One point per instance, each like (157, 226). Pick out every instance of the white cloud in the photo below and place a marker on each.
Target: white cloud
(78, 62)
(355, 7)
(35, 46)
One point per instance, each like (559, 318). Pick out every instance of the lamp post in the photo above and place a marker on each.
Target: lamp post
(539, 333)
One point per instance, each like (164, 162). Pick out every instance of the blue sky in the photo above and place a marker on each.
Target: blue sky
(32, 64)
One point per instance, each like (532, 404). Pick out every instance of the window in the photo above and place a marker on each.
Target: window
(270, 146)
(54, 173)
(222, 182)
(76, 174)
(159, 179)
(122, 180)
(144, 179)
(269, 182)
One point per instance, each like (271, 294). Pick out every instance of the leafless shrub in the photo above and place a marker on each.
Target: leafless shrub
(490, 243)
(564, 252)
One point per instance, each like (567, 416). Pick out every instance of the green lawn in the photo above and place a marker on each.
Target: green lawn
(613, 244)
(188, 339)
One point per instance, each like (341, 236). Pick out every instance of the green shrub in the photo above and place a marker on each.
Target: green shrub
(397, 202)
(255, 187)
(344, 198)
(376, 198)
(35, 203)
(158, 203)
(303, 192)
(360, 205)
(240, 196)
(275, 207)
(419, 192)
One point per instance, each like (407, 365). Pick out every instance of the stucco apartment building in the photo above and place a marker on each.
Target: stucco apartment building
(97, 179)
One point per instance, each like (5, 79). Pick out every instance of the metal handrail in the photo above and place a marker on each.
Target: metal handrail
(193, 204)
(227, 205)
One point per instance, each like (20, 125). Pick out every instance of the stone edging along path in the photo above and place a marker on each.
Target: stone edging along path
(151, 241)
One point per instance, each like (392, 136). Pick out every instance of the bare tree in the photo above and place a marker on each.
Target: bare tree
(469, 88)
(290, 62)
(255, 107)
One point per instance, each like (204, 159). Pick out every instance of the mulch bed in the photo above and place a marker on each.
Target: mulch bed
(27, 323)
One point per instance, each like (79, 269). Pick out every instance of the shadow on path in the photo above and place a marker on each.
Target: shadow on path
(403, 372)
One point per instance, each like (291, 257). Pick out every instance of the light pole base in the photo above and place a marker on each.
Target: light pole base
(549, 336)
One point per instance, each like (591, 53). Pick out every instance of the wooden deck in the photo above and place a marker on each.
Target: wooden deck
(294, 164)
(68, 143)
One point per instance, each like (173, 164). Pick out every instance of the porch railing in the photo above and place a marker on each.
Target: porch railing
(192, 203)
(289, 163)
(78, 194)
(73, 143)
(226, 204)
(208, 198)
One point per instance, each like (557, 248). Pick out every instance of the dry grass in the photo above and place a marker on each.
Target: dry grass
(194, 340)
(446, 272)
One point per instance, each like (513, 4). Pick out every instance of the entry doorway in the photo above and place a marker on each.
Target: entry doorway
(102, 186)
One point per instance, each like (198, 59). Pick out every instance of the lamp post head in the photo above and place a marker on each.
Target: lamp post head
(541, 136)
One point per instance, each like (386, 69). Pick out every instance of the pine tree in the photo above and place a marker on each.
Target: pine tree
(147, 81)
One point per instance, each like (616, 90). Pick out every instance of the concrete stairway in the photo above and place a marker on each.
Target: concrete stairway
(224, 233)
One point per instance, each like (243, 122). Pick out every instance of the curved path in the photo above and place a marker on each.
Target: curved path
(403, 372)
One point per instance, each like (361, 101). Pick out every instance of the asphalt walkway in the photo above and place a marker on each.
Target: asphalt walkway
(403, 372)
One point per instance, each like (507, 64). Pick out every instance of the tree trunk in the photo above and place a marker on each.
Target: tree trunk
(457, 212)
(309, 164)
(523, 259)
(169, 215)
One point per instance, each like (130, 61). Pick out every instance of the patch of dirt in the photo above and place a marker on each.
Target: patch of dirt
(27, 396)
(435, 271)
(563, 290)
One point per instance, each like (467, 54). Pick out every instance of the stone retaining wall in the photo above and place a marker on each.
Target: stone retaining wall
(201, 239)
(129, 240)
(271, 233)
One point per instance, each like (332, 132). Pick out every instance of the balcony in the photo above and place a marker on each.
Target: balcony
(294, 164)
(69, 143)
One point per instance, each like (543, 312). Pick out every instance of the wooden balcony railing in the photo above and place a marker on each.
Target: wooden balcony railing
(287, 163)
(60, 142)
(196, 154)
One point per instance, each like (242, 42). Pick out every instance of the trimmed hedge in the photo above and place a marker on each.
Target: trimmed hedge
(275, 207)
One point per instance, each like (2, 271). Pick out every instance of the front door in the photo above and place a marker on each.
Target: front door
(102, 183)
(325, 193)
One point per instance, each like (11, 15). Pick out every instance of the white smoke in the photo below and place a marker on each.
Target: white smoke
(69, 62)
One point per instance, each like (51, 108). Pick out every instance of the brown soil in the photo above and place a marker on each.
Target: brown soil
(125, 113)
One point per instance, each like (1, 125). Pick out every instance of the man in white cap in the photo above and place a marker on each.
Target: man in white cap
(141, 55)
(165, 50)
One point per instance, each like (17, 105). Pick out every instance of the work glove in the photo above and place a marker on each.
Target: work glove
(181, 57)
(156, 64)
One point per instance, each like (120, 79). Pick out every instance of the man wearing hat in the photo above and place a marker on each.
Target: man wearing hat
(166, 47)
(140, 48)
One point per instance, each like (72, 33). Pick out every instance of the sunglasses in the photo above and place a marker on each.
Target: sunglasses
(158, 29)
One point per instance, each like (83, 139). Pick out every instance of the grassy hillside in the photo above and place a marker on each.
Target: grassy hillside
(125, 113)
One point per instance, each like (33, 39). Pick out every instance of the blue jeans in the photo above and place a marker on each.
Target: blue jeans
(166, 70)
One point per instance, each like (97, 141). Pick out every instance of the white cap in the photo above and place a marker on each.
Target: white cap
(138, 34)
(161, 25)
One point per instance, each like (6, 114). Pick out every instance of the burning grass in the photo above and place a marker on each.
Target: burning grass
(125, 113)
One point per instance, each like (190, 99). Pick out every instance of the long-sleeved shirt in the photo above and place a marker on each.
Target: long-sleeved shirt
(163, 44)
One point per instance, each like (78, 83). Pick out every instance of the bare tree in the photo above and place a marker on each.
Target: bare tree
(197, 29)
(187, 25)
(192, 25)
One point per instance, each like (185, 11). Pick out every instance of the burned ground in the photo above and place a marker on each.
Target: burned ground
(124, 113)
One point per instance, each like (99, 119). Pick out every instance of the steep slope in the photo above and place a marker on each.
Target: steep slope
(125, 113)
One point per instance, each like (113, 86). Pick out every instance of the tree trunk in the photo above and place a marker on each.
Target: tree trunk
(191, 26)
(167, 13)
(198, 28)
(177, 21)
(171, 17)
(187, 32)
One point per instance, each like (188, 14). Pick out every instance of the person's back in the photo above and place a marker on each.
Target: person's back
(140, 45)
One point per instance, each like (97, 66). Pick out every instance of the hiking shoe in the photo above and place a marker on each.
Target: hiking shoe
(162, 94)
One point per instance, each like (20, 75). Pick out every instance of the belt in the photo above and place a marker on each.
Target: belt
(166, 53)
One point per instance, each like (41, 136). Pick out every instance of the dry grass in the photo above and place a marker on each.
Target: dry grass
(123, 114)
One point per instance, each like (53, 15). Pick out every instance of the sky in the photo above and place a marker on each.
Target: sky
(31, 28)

● WORK TO COMPLETE: Could you transcribe all of the data exactly as it is given?

● TASK SOLUTION:
One point per instance, each like (157, 226). Pick out every instance of the white cloud in the photo below and place a marker on each.
Target: white cloud
(78, 62)
(355, 7)
(35, 46)
One point per instance, each like (559, 318). Pick out every instance of the lamp post in the photo above and place a marker on each.
Target: lamp post
(539, 333)
One point per instance, each like (164, 162). Pick out every instance of the blue sky in the photo above and place a marker on each.
Target: blue sky
(32, 64)
One point per instance, each like (532, 404). Pick out every instance of the window in the photo above and place a marker on each.
Target: window
(270, 146)
(54, 173)
(222, 182)
(76, 174)
(159, 179)
(122, 180)
(144, 179)
(269, 182)
One point per instance, each like (271, 294). Pick out every instance of the leafless shrub in the photo above and place a marker on each.
Target: leafless shrub
(490, 243)
(564, 252)
One point per instance, each like (567, 416). Pick out every instance of the green lawn in the photo above and place a marker on each.
Target: green lawn
(613, 244)
(188, 339)
One point per instance, each like (341, 236). Pick out every instance of the green shrub in the photo above and place a marker on each.
Target: green shrub
(397, 202)
(255, 187)
(344, 198)
(376, 198)
(35, 203)
(158, 203)
(303, 192)
(360, 205)
(240, 196)
(275, 207)
(419, 192)
One point per instance, each like (407, 365). Pick out every instance of the stucco apartment building in the photo above and place a marker on each.
Target: stucco apartment building
(97, 179)
One point per instance, each like (5, 79). Pick out every instance of the metal handrail in the photo above and place a marker on each.
Target: metal handrail
(193, 204)
(227, 205)
One point per instance, each like (20, 125). Pick out every instance of the stone edging along path in the photo above and place a marker on each.
Target: stone edging along path
(151, 241)
One point per instance, each like (392, 136). Pick out every instance of the bare tree in the photo above and place a marker on each.
Target: bare tree
(469, 88)
(290, 62)
(255, 107)
One point per instance, each like (204, 159). Pick out every instance of the mulch bed in the photo above and place a marker on each.
Target: mulch bed
(27, 323)
One point per instance, each like (79, 269). Pick out every instance of the shadow on path in the photo above and place a marker on each.
Target: shadow on path
(403, 372)
One point per instance, each like (291, 257). Pick out every instance of the light pole base in the photo above and place a marker on each.
Target: light pole base
(549, 336)
One point per instance, each like (591, 53). Pick out every instance of the wooden deck in the photo above and place a marker on each.
Target: wooden deck
(294, 164)
(68, 143)
One point per instance, each like (173, 164). Pick out every instance of the porch railing in the photo above and place a marker on each.
Target: porch railing
(192, 203)
(289, 163)
(78, 194)
(73, 143)
(226, 204)
(208, 198)
One point per instance, each like (557, 248). Pick out every instance of the dry grass in the photo above and place a marker on each.
Target: dry grass
(194, 340)
(446, 272)
One point per instance, each like (513, 4). Pick out every instance of the entry doorway in the photo above and place a marker on each.
Target: entry doorway
(102, 186)
One point per instance, each like (198, 59). Pick out every instance of the lamp post head in the photo above and place a marker on each.
Target: lamp post head
(541, 136)
One point per instance, each like (386, 69). Pick out every instance of the pine tree in the photo above and place a marker on each.
Target: pine tree
(147, 81)
One point per instance, each like (616, 90). Pick out every instance of the concrete stairway in the photo above and place a marker on each.
Target: concrete stairway
(224, 233)
One point per instance, each like (243, 122). Pick out every instance of the curved path in the photo above and place a marker on each.
Target: curved path
(403, 372)
One point per instance, each like (361, 101). Pick out every instance of the asphalt walkway in the photo above and place a marker on each.
Target: asphalt walkway
(403, 372)
One point per instance, each like (507, 64). Pick out every instance of the tree trunk in the photo above and place a marker on each.
Target: tree trunk
(457, 212)
(309, 164)
(523, 259)
(169, 215)
One point per instance, each like (130, 61). Pick out every instance of the patch of dirt in the photo above and place a marker on each.
Target: patch of dirt
(27, 396)
(435, 271)
(563, 290)
One point per instance, each like (467, 54). Pick out every instance of the stone retaining wall in the photo above and place a marker on each.
Target: stone retaining wall
(201, 239)
(129, 240)
(271, 233)
One point per instance, each like (332, 132). Pick out every instance of the balcony in the photo above and place a marker on each.
Target: balcony
(294, 164)
(69, 143)
One point per instance, each like (543, 312). Pick out every instance of the wooden balcony railing in the photo above and place a marker on each.
Target: wooden balcony railing
(287, 163)
(60, 142)
(196, 154)
One point per instance, each like (242, 42). Pick out every instance of the trimmed hedge in the photo above and place a marker on each.
Target: trimmed hedge
(275, 207)
One point per instance, each like (2, 271). Pick out every instance of the front door in the photo above and place a marker on each.
Target: front door
(102, 183)
(325, 193)
One point per instance, each like (11, 15). Pick out every instance of the white smoke in the photo below and place a marker on each.
Target: white smoke
(69, 62)
One point per instance, each like (51, 108). Pick out every instance of the brown soil in the photo above and place a marker on each.
Target: brown soil
(125, 113)
One point per instance, each like (1, 125). Pick out every instance of the man in white cap in the photo above and place a marker on each.
Target: man in white cap
(141, 55)
(165, 50)
One point per instance, each like (17, 105). Pick out every instance of the work glove in the photo above and place a marker on each.
Target: work glove
(181, 57)
(156, 64)
One point per instance, each like (120, 79). Pick out every instance of the man wearing hat in the photo above and place a marker on each.
Target: man wearing hat
(166, 47)
(140, 48)
One point per instance, each like (72, 33). Pick out every instance of the sunglasses in the photo above and place a marker on each.
Target: sunglasses
(158, 29)
One point per instance, each like (83, 139). Pick out every instance of the grassy hillside in the photo above and place a marker on each.
Target: grassy hillside
(125, 113)
One point per instance, each like (33, 39). Pick out every instance of the blue jeans in the photo above and place a marker on each.
Target: blue jeans
(166, 70)
One point per instance, each like (97, 141). Pick out every instance of the white cap in the photo above and place a marker on each.
Target: white cap
(138, 34)
(161, 25)
One point per instance, each like (6, 114). Pick out every instance of the burning grass in the photo above and place a marker on each.
Target: burning grass
(125, 113)
One point per instance, each like (190, 99). Pick out every instance of the long-sleeved shirt in the photo above and place a marker on each.
Target: long-sleeved shirt
(163, 44)
One point per instance, each like (78, 83). Pick out every instance of the bare tree in the photo above and place a marker on each.
Target: bare tree
(197, 29)
(187, 25)
(192, 25)
One point per instance, each like (185, 11). Pick out every instance of the burned ground in the photo above and place a marker on each.
Target: burned ground
(124, 113)
One point per instance, each like (99, 119). Pick out every instance of the steep slope in the photo above and place a marker on each.
Target: steep slope
(125, 113)
One point per instance, each like (113, 86). Pick out every instance of the tree trunk in the photo above and place a marker on each.
Target: tree trunk
(191, 26)
(167, 13)
(198, 28)
(177, 21)
(171, 17)
(187, 32)
One point per instance, each like (188, 14). Pick out every instance of the person's back in the photo above and place a marker on each.
Target: person's back
(140, 45)
One point per instance, each like (97, 66). Pick out every instance of the hiking shoe in the photo above and place a marker on each.
Target: hiking shoe
(162, 94)
One point per instance, each like (20, 75). Pick out every instance of the belt in the photo above and place a marker on each.
Target: belt
(166, 53)
One point per instance, each like (41, 136). Pick out every instance of the dry grass in the photo above and place a marker on each.
Target: dry grass
(123, 114)
One point per instance, each like (53, 15). Pick out every instance of the sky in the photo above and place a marker on each.
Target: sky
(31, 28)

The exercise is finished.